— Start DATA RECORDS —

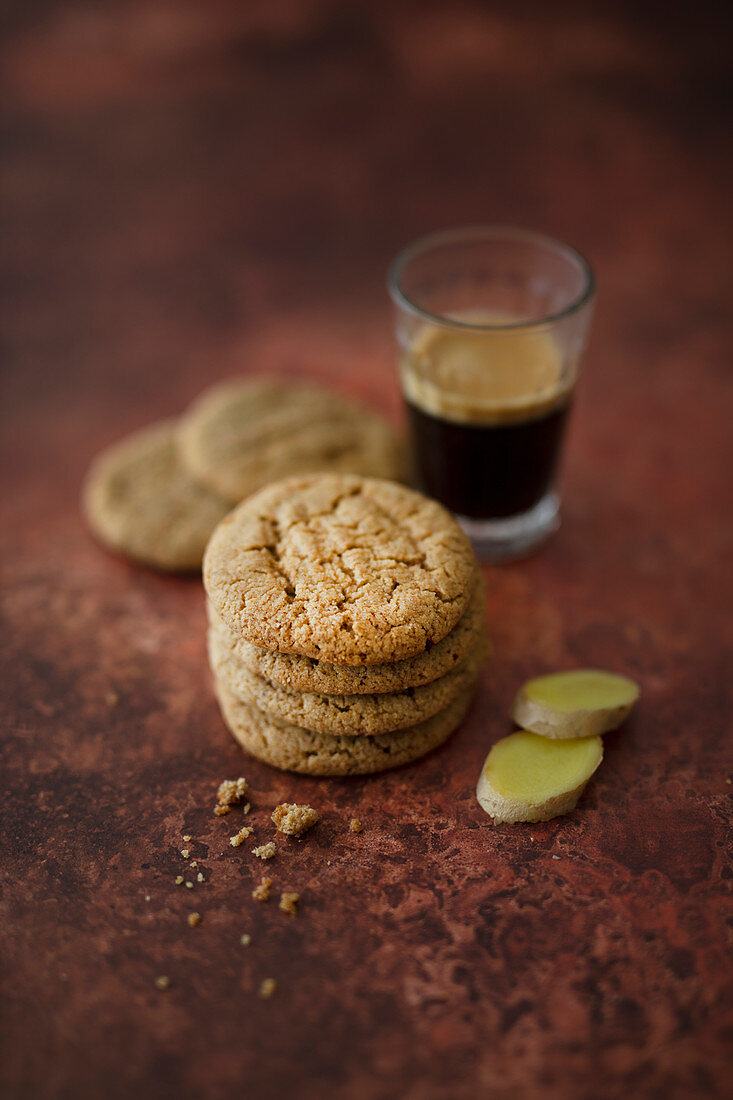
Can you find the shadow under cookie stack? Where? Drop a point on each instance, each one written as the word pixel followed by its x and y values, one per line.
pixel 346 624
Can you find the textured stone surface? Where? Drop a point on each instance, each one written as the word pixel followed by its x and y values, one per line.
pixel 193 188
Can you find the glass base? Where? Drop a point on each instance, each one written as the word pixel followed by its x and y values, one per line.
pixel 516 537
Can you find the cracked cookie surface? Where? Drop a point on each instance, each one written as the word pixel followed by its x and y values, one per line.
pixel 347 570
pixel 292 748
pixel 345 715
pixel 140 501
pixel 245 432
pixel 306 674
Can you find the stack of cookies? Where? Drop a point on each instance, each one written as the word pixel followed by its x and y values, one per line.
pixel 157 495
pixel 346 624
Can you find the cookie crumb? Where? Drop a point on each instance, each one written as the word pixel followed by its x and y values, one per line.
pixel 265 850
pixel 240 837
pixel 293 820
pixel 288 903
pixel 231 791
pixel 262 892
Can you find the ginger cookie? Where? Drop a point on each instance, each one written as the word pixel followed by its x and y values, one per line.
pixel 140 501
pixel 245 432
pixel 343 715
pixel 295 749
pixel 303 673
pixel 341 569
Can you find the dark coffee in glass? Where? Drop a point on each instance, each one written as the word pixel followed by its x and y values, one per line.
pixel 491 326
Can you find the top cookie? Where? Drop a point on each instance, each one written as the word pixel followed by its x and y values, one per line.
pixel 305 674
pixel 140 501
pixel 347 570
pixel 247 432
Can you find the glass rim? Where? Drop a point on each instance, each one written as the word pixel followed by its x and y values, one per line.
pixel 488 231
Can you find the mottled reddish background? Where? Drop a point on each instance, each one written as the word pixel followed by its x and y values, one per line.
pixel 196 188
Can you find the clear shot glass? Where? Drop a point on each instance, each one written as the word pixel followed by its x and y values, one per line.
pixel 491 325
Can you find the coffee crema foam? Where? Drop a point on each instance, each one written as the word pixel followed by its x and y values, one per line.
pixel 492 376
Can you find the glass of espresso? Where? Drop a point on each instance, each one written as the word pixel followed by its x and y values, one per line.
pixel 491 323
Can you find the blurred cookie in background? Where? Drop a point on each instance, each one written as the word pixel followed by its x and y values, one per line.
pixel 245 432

— End DATA RECORDS —

» WHAT IS BEING ASKED
Rewrite the stretch from the line that contains "Can you find the cookie" through the line that contains "pixel 262 892", changing "crumb" to "fragment" and leaving everything else as it is.

» COMPLETED TASK
Can you find the cookie fragment? Where? Drop a point on each instance, each one written as the word pixel followed by its x and y values, one per line.
pixel 265 850
pixel 240 837
pixel 293 820
pixel 288 903
pixel 231 791
pixel 262 892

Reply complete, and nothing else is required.